WHAT YOU ARE ASKED TO DO
A word-for-word copy of the records below is required.

EXERCISE MATERIAL
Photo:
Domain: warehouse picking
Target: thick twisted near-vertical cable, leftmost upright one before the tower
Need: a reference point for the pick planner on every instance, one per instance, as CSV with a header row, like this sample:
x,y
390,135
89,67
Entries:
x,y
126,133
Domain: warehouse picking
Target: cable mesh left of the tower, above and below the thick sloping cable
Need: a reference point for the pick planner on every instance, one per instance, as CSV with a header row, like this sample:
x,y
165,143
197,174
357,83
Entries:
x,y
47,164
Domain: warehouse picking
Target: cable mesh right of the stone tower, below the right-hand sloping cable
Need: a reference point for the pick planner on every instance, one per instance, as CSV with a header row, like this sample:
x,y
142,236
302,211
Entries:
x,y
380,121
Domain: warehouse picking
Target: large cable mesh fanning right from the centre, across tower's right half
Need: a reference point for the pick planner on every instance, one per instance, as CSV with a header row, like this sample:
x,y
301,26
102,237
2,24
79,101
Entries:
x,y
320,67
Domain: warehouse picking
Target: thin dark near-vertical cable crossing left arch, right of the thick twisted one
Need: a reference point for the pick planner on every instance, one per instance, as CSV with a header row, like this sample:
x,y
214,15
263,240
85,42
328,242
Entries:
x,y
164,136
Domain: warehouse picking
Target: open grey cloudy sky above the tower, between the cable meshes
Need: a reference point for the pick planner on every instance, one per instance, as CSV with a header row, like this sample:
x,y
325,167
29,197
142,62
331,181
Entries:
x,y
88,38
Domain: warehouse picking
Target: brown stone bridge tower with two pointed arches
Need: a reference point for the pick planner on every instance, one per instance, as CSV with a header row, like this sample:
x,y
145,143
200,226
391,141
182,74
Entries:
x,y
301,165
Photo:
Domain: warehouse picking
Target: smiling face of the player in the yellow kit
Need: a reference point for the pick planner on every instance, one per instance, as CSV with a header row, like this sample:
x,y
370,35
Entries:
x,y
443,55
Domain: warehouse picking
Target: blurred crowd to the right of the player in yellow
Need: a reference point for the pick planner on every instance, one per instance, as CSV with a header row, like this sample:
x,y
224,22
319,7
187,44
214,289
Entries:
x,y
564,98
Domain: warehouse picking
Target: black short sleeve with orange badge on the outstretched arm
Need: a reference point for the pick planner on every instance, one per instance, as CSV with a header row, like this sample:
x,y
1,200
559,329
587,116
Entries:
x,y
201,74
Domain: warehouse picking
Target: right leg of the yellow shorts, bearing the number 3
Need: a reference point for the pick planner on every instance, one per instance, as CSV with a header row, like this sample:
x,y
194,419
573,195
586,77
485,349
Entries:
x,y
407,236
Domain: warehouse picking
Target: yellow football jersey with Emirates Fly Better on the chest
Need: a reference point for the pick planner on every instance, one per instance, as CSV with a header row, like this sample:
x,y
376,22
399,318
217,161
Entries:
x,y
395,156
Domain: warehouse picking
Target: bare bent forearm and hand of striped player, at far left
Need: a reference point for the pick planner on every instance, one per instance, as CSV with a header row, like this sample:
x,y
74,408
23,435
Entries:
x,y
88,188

TASK OUTPUT
Photo:
Domain: warehouse picking
Target: thick twisted near-vertical cable, leftmost upright one before the tower
Need: a reference point for the pick planner on every instance, one per instance, as CSV with a header row, like this sample:
x,y
390,135
89,67
Entries:
x,y
126,133
Domain: warehouse picking
Target: cable mesh left of the tower, above and below the thick sloping cable
Need: a reference point for the pick planner on every instance, one per instance, as CSV with a header row, like this sample:
x,y
165,143
197,174
357,83
Entries:
x,y
47,164
Domain: warehouse picking
Target: cable mesh right of the stone tower, below the right-hand sloping cable
Need: a reference point for the pick planner on every instance, one per instance, as CSV with a header row, like this sample:
x,y
142,236
302,211
Entries:
x,y
380,121
Domain: warehouse picking
Target: large cable mesh fanning right from the centre, across tower's right half
Need: a reference point for the pick planner on every instance, one per instance, as CSV with a header row, like this sample:
x,y
301,26
102,237
2,24
79,101
Entries:
x,y
320,67
Domain: warehouse picking
Target: thin dark near-vertical cable crossing left arch, right of the thick twisted one
Need: a reference point for the pick planner on every instance, one per instance, as CSV with a header row, like this sample:
x,y
214,15
263,240
85,42
328,242
Entries:
x,y
164,136
Domain: warehouse picking
Target: open grey cloudy sky above the tower, between the cable meshes
Need: a reference point for the pick planner on every instance, one per instance, as CSV with a header row, like this sample:
x,y
325,167
29,197
142,62
331,181
Entries:
x,y
88,38
Domain: warehouse picking
Target: brown stone bridge tower with two pointed arches
Need: a reference point for the pick planner on every instance, one per instance, as CSV with a header row, like this sample:
x,y
145,143
200,226
391,141
182,74
Entries:
x,y
301,165
Photo:
Domain: warehouse picking
Target: smiling face of the player in the yellow kit
Need: a reference point for the pick planner on every instance, one per instance, as CSV with a header row, like this sample:
x,y
370,35
Entries:
x,y
443,55
Domain: warehouse picking
Target: blurred crowd to the right of the player in yellow
Need: a reference point for the pick planner on every instance, one per instance, as CSV with a header row, like this sample:
x,y
224,22
319,7
187,44
214,289
Entries:
x,y
564,98
Domain: warehouse picking
Target: black short sleeve with orange badge on the outstretched arm
Need: a reference point for the pick planner on every instance, one per instance, as CSV with a header row, like this sample:
x,y
1,200
559,329
587,116
Entries:
x,y
201,74
Domain: warehouse picking
Target: right leg of the yellow shorts, bearing the number 3
Need: a reference point for the pick planner on every instance, one per instance, as CSV with a header row, like this sample:
x,y
194,419
573,195
586,77
485,349
Entries:
x,y
407,236
Domain: warehouse picking
Target: yellow football jersey with Emirates Fly Better on the chest
Need: a reference point for the pick planner on every instance, one per instance, as CSV with a header row, like this sample:
x,y
376,22
399,318
217,161
Entries:
x,y
395,156
Domain: warehouse picking
Target: bare bent forearm and hand of striped player, at far left
Need: a reference point for the pick planner on every instance, one per instance, as CSV with a header row, like this sample:
x,y
74,408
23,435
Entries:
x,y
88,188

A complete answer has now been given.